== TASK ==
Copy every line of the records below character for character, without any changes.

Outline entries for labeled areas
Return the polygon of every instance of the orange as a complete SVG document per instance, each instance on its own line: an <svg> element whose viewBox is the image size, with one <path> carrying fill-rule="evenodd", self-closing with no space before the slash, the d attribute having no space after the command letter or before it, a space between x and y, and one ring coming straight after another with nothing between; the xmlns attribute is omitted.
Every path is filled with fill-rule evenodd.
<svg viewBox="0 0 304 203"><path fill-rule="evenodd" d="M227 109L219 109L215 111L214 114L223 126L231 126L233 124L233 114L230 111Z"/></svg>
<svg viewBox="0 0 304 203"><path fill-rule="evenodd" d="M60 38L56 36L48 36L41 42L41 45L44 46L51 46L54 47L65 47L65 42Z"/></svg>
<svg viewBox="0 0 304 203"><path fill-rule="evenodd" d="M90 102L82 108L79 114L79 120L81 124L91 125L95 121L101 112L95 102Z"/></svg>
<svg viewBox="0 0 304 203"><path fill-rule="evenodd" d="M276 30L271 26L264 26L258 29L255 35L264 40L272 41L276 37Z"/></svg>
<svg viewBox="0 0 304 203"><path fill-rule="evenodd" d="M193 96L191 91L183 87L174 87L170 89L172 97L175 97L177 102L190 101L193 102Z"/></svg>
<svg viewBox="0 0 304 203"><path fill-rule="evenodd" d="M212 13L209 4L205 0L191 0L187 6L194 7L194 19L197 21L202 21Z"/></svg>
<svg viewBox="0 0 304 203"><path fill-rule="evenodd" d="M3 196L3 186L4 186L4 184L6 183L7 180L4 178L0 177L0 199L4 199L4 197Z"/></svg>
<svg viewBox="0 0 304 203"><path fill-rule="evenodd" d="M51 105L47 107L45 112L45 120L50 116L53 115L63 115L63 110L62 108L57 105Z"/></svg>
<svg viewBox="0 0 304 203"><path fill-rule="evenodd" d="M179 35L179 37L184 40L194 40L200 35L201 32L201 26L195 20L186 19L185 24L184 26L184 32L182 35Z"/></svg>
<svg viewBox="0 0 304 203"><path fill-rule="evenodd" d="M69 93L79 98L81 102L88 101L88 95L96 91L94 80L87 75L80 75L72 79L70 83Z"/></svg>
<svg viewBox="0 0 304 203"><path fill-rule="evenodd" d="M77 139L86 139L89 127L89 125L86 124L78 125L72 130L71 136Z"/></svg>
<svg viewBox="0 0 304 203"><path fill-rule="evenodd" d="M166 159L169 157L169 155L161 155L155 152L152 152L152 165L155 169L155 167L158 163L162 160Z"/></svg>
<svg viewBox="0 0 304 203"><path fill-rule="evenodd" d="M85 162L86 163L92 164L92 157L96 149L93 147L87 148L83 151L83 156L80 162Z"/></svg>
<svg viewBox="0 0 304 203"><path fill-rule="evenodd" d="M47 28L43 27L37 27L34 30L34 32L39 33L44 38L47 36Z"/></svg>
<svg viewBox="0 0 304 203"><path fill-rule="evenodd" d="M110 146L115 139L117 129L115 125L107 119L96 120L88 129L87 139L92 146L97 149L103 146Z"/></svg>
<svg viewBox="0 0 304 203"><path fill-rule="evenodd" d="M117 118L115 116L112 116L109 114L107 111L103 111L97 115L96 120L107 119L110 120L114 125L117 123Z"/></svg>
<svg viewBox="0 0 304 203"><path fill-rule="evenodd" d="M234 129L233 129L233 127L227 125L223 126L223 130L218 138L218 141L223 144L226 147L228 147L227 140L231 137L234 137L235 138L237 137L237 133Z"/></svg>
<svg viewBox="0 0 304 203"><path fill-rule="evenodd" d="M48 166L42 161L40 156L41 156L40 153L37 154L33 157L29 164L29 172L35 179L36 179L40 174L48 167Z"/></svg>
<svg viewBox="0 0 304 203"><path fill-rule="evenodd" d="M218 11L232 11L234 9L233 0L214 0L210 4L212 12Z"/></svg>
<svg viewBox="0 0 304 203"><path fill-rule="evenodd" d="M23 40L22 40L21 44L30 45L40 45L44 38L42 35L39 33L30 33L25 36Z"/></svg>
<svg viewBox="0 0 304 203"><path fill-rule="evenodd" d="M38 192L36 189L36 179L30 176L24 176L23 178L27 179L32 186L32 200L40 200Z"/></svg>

== ANSWER IN FULL ==
Return the polygon of every instance of the orange as a complete SVG document per instance, each instance on its own line: an <svg> element whose viewBox is the image size, with one <path> carrying fill-rule="evenodd", self-closing with no space before the slash, the d attribute having no space after the command letter or before it, a space between x and y, and one ring coming straight after another with nothing between; the xmlns attribute is omitted.
Every path is filled with fill-rule evenodd.
<svg viewBox="0 0 304 203"><path fill-rule="evenodd" d="M227 109L219 109L215 111L214 114L223 126L231 126L233 124L233 114L230 111Z"/></svg>
<svg viewBox="0 0 304 203"><path fill-rule="evenodd" d="M60 38L56 36L48 36L41 42L41 45L44 46L51 46L54 47L65 47L65 42Z"/></svg>
<svg viewBox="0 0 304 203"><path fill-rule="evenodd" d="M90 102L82 108L79 114L79 120L81 124L91 125L95 121L101 112L95 102Z"/></svg>
<svg viewBox="0 0 304 203"><path fill-rule="evenodd" d="M276 30L271 26L264 26L258 29L255 35L264 40L272 41L276 37Z"/></svg>
<svg viewBox="0 0 304 203"><path fill-rule="evenodd" d="M193 96L191 91L183 87L174 87L170 89L172 97L175 97L177 102L190 101L193 102Z"/></svg>
<svg viewBox="0 0 304 203"><path fill-rule="evenodd" d="M212 13L209 4L205 0L191 0L187 6L194 7L194 19L197 21L202 21Z"/></svg>
<svg viewBox="0 0 304 203"><path fill-rule="evenodd" d="M3 196L3 186L4 186L4 184L6 183L7 180L4 178L0 177L0 199L4 199L4 197Z"/></svg>
<svg viewBox="0 0 304 203"><path fill-rule="evenodd" d="M51 105L47 107L45 112L45 120L50 116L53 115L63 115L63 110L62 108L57 105Z"/></svg>
<svg viewBox="0 0 304 203"><path fill-rule="evenodd" d="M179 35L179 37L184 40L194 40L200 35L201 32L201 26L195 20L186 19L185 24L184 26L184 32L182 35Z"/></svg>
<svg viewBox="0 0 304 203"><path fill-rule="evenodd" d="M69 93L79 98L81 102L88 101L88 95L96 91L94 80L87 75L80 75L72 79L70 83Z"/></svg>
<svg viewBox="0 0 304 203"><path fill-rule="evenodd" d="M77 139L86 139L89 127L89 125L86 124L78 125L72 130L71 136Z"/></svg>
<svg viewBox="0 0 304 203"><path fill-rule="evenodd" d="M166 159L169 157L169 155L161 155L155 152L152 152L152 165L155 169L155 167L158 163L162 160Z"/></svg>
<svg viewBox="0 0 304 203"><path fill-rule="evenodd" d="M85 162L86 163L92 164L92 157L96 149L93 147L87 148L83 151L83 156L80 162Z"/></svg>
<svg viewBox="0 0 304 203"><path fill-rule="evenodd" d="M47 28L43 27L37 27L34 30L34 32L39 33L44 38L47 36Z"/></svg>
<svg viewBox="0 0 304 203"><path fill-rule="evenodd" d="M110 146L115 139L117 129L115 125L107 119L96 120L88 129L87 139L92 146L97 149L103 146Z"/></svg>
<svg viewBox="0 0 304 203"><path fill-rule="evenodd" d="M117 118L115 116L112 116L109 114L107 111L103 111L97 115L96 120L107 119L110 120L114 125L117 123Z"/></svg>
<svg viewBox="0 0 304 203"><path fill-rule="evenodd" d="M234 129L233 129L233 127L227 125L223 126L223 130L218 138L218 141L223 144L226 147L228 147L227 140L231 137L234 137L235 138L237 137L237 133Z"/></svg>
<svg viewBox="0 0 304 203"><path fill-rule="evenodd" d="M48 166L42 161L40 156L41 156L40 153L37 154L33 157L29 164L29 172L35 179L36 179L40 174L48 167Z"/></svg>
<svg viewBox="0 0 304 203"><path fill-rule="evenodd" d="M218 11L232 11L234 9L233 0L214 0L210 4L212 12Z"/></svg>
<svg viewBox="0 0 304 203"><path fill-rule="evenodd" d="M23 40L22 40L21 44L30 45L40 45L44 38L42 35L39 33L30 33L25 36Z"/></svg>
<svg viewBox="0 0 304 203"><path fill-rule="evenodd" d="M38 192L36 189L36 179L30 176L24 176L23 178L27 179L32 186L32 200L40 200Z"/></svg>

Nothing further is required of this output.